TASK TO COMPLETE: Would you set down the complete data below, exactly as shown?
┄┄┄┄┄┄┄┄┄┄┄┄┄┄┄┄┄┄┄┄
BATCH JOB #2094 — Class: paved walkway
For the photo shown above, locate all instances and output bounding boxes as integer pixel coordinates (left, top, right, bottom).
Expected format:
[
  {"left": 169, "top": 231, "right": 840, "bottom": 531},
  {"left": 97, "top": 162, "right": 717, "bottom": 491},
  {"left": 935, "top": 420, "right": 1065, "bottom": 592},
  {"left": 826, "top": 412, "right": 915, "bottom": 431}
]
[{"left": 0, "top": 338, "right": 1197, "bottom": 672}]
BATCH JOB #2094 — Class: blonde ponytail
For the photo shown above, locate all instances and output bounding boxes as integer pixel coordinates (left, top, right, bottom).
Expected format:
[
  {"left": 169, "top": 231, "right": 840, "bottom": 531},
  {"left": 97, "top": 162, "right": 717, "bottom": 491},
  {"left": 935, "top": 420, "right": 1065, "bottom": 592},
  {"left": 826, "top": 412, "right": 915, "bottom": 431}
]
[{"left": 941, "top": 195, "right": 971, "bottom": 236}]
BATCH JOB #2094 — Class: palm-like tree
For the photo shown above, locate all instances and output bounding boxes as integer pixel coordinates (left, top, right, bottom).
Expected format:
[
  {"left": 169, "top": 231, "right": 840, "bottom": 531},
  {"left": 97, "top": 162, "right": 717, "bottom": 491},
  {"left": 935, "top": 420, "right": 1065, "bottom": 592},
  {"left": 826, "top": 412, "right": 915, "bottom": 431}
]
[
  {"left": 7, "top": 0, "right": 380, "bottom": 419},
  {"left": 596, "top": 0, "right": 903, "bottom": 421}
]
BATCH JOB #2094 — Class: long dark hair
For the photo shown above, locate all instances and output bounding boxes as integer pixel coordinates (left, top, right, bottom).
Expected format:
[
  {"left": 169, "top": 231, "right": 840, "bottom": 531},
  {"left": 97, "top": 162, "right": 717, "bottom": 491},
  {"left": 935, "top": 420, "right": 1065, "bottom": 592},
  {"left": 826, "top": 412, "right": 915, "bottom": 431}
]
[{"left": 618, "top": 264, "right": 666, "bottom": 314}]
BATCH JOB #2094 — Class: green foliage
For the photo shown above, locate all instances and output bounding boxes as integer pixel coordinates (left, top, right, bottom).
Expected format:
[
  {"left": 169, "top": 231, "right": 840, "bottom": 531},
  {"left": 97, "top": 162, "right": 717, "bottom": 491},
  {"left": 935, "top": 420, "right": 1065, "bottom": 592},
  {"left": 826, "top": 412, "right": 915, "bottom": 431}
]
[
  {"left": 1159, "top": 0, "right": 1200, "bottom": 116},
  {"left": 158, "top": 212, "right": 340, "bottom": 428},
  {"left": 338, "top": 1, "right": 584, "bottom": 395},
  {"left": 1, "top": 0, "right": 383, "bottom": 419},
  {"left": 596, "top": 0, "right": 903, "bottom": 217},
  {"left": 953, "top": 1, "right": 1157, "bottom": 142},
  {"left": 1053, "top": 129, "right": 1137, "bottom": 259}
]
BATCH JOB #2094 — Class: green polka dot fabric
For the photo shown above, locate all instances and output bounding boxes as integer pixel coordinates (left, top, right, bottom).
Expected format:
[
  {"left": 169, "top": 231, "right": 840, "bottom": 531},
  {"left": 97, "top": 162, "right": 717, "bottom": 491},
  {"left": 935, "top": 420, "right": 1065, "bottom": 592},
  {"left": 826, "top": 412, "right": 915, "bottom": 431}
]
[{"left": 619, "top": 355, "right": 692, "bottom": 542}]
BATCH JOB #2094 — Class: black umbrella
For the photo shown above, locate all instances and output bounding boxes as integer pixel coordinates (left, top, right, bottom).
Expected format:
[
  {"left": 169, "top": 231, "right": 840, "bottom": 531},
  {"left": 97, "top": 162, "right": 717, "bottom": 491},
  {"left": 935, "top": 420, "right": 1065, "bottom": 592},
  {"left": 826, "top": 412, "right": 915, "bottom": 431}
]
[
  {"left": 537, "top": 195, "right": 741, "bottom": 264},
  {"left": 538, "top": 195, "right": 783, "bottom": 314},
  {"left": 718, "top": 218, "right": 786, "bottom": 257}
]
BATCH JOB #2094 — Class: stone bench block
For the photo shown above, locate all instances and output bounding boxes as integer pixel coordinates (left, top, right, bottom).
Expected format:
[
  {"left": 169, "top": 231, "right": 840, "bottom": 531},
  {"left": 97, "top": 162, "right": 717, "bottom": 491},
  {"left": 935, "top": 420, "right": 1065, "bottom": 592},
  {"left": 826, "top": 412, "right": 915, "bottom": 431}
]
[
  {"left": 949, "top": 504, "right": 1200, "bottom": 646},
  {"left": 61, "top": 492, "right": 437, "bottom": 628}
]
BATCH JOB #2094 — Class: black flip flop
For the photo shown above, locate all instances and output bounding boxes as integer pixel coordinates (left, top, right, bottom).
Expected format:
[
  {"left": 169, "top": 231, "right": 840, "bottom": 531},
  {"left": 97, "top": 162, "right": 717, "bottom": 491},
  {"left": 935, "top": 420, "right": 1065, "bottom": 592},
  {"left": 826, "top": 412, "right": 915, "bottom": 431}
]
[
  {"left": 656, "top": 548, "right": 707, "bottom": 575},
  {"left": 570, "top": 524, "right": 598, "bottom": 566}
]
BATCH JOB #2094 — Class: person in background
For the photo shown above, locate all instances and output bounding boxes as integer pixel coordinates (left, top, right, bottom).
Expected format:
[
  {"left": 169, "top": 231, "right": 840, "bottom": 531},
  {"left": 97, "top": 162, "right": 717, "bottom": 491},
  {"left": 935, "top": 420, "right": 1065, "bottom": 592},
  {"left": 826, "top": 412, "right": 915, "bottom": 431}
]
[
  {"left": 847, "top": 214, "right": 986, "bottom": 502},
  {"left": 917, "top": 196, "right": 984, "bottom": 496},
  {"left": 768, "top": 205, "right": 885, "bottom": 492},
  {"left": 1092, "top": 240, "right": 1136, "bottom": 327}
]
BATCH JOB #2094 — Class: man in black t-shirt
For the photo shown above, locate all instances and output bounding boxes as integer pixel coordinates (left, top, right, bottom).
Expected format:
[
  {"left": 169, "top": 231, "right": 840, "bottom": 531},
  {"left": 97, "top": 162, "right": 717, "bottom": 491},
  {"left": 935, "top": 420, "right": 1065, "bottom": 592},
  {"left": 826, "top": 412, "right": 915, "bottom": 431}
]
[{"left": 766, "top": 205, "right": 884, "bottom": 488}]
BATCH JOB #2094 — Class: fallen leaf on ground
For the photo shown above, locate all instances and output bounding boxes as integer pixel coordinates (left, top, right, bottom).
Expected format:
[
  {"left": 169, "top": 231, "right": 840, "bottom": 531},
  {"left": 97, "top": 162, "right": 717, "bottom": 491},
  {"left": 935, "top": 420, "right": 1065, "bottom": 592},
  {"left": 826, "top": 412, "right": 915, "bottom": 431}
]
┄┄┄┄┄┄┄┄┄┄┄┄┄┄┄┄┄┄┄┄
COMPLETED EXERCISE:
BATCH JOB #2094 — Class: paved walkway
For the photo shown above, locate all instances and output bounding boxes as integer pixel coordinates (left, top, right, bottom).
Expected format:
[
  {"left": 169, "top": 231, "right": 840, "bottom": 531},
  {"left": 97, "top": 162, "right": 717, "bottom": 491},
  {"left": 935, "top": 420, "right": 1065, "bottom": 592},
  {"left": 826, "top": 412, "right": 915, "bottom": 431}
]
[{"left": 0, "top": 338, "right": 1197, "bottom": 672}]
BATCH JOB #2094 — Class: blonde ponytail
For the photo shown above, locate all instances and output bounding boxes as integer pixel coordinates (left, top, right, bottom).
Expected format:
[
  {"left": 169, "top": 231, "right": 840, "bottom": 531},
  {"left": 97, "top": 162, "right": 717, "bottom": 491},
  {"left": 935, "top": 420, "right": 1065, "bottom": 592},
  {"left": 826, "top": 412, "right": 915, "bottom": 431}
]
[{"left": 941, "top": 195, "right": 971, "bottom": 236}]
BATCH JOB #2094 — Class: palm-like tree
For the photo shown above, locate all instances and output bounding boxes as integer pixel coordinates (left, top, right, bottom).
Expected format:
[
  {"left": 169, "top": 231, "right": 840, "bottom": 531},
  {"left": 97, "top": 162, "right": 717, "bottom": 491},
  {"left": 935, "top": 420, "right": 1065, "bottom": 592},
  {"left": 826, "top": 412, "right": 915, "bottom": 431}
]
[
  {"left": 7, "top": 0, "right": 380, "bottom": 419},
  {"left": 596, "top": 0, "right": 903, "bottom": 421}
]
BATCH JOB #2094 — Class: long dark hair
For the photo shown above, locate all instances and output bounding boxes as integer pixel coordinates (left, top, right, bottom).
Expected format:
[
  {"left": 169, "top": 231, "right": 840, "bottom": 531},
  {"left": 97, "top": 162, "right": 717, "bottom": 491},
  {"left": 935, "top": 420, "right": 1065, "bottom": 592},
  {"left": 826, "top": 412, "right": 915, "bottom": 431}
]
[{"left": 618, "top": 264, "right": 666, "bottom": 314}]
BATCH JOB #2094 — Class: green foliage
For the photo shown above, locate all instances and output bounding boxes as integer pixel coordinates (left, top, right, bottom).
Expected format:
[
  {"left": 169, "top": 231, "right": 840, "bottom": 531},
  {"left": 97, "top": 162, "right": 717, "bottom": 491},
  {"left": 935, "top": 420, "right": 1065, "bottom": 592},
  {"left": 826, "top": 412, "right": 915, "bottom": 431}
]
[
  {"left": 1159, "top": 0, "right": 1200, "bottom": 116},
  {"left": 158, "top": 212, "right": 340, "bottom": 428},
  {"left": 338, "top": 1, "right": 584, "bottom": 395},
  {"left": 1, "top": 0, "right": 383, "bottom": 419},
  {"left": 596, "top": 0, "right": 903, "bottom": 217},
  {"left": 953, "top": 1, "right": 1157, "bottom": 142},
  {"left": 1053, "top": 129, "right": 1137, "bottom": 259}
]
BATCH JOB #2094 — Class: green polka dot fabric
For the photo shown above, locate all instances and output bounding boxes as integer pixel coordinates (left, top, right, bottom).
Expected format:
[
  {"left": 169, "top": 231, "right": 840, "bottom": 531},
  {"left": 97, "top": 162, "right": 717, "bottom": 491},
  {"left": 935, "top": 420, "right": 1065, "bottom": 592},
  {"left": 826, "top": 412, "right": 915, "bottom": 431}
]
[{"left": 619, "top": 355, "right": 692, "bottom": 542}]
BATCH JOB #2094 — Class: black umbrella
For the photo shown above, locate all instances and output bounding boxes as integer pixel coordinates (left, top, right, bottom).
Expected format:
[
  {"left": 169, "top": 231, "right": 840, "bottom": 531},
  {"left": 97, "top": 162, "right": 717, "bottom": 491},
  {"left": 935, "top": 420, "right": 1065, "bottom": 592},
  {"left": 826, "top": 412, "right": 915, "bottom": 431}
]
[
  {"left": 537, "top": 195, "right": 741, "bottom": 264},
  {"left": 538, "top": 195, "right": 783, "bottom": 314},
  {"left": 718, "top": 218, "right": 786, "bottom": 257}
]
BATCH JOB #2094 — Class: stone bench block
For the photo shown above, locate all instances and output bounding boxes as integer pixel coordinates (left, top, right, bottom).
Expected format:
[
  {"left": 169, "top": 231, "right": 840, "bottom": 531},
  {"left": 97, "top": 162, "right": 717, "bottom": 491},
  {"left": 935, "top": 420, "right": 1065, "bottom": 592},
  {"left": 826, "top": 412, "right": 915, "bottom": 431}
]
[
  {"left": 949, "top": 504, "right": 1200, "bottom": 646},
  {"left": 61, "top": 492, "right": 437, "bottom": 628}
]
BATCH JOB #2094 — Class: black flip flop
For the photo shown above, locate all instances and output bounding boxes as integer pixel coordinates (left, top, right, bottom).
Expected format:
[
  {"left": 169, "top": 231, "right": 840, "bottom": 531},
  {"left": 97, "top": 162, "right": 717, "bottom": 491},
  {"left": 935, "top": 420, "right": 1065, "bottom": 592},
  {"left": 826, "top": 412, "right": 915, "bottom": 431}
]
[
  {"left": 656, "top": 548, "right": 707, "bottom": 575},
  {"left": 570, "top": 524, "right": 598, "bottom": 566}
]
BATCH JOB #2094 — Class: person in background
For the photo shown above, locate all instances and output bounding boxes as integer pixel coordinates (left, top, right, bottom).
Expected format:
[
  {"left": 169, "top": 231, "right": 840, "bottom": 531},
  {"left": 97, "top": 162, "right": 717, "bottom": 491},
  {"left": 935, "top": 420, "right": 1065, "bottom": 592},
  {"left": 826, "top": 412, "right": 915, "bottom": 431}
]
[
  {"left": 847, "top": 214, "right": 986, "bottom": 502},
  {"left": 917, "top": 196, "right": 984, "bottom": 496},
  {"left": 768, "top": 205, "right": 885, "bottom": 492},
  {"left": 1092, "top": 240, "right": 1136, "bottom": 327}
]
BATCH JOB #2094 — Class: man in black t-shirt
For the photo shown above, locate all instances and output bounding boxes as integer pixel coordinates (left, top, right, bottom).
Expected format:
[
  {"left": 169, "top": 231, "right": 840, "bottom": 531},
  {"left": 97, "top": 162, "right": 717, "bottom": 491},
  {"left": 935, "top": 420, "right": 1065, "bottom": 592},
  {"left": 826, "top": 412, "right": 915, "bottom": 431}
]
[{"left": 766, "top": 205, "right": 884, "bottom": 488}]
BATCH JOB #2094 — Class: fallen leaf on ground
For the photo shown above, locate all instances and output bounding boxes as integer pixel coordinates (left, top, right, bottom).
Expected format:
[
  {"left": 169, "top": 231, "right": 840, "bottom": 531},
  {"left": 97, "top": 162, "right": 717, "bottom": 491},
  {"left": 935, "top": 420, "right": 1065, "bottom": 592},
  {"left": 826, "top": 412, "right": 915, "bottom": 431}
]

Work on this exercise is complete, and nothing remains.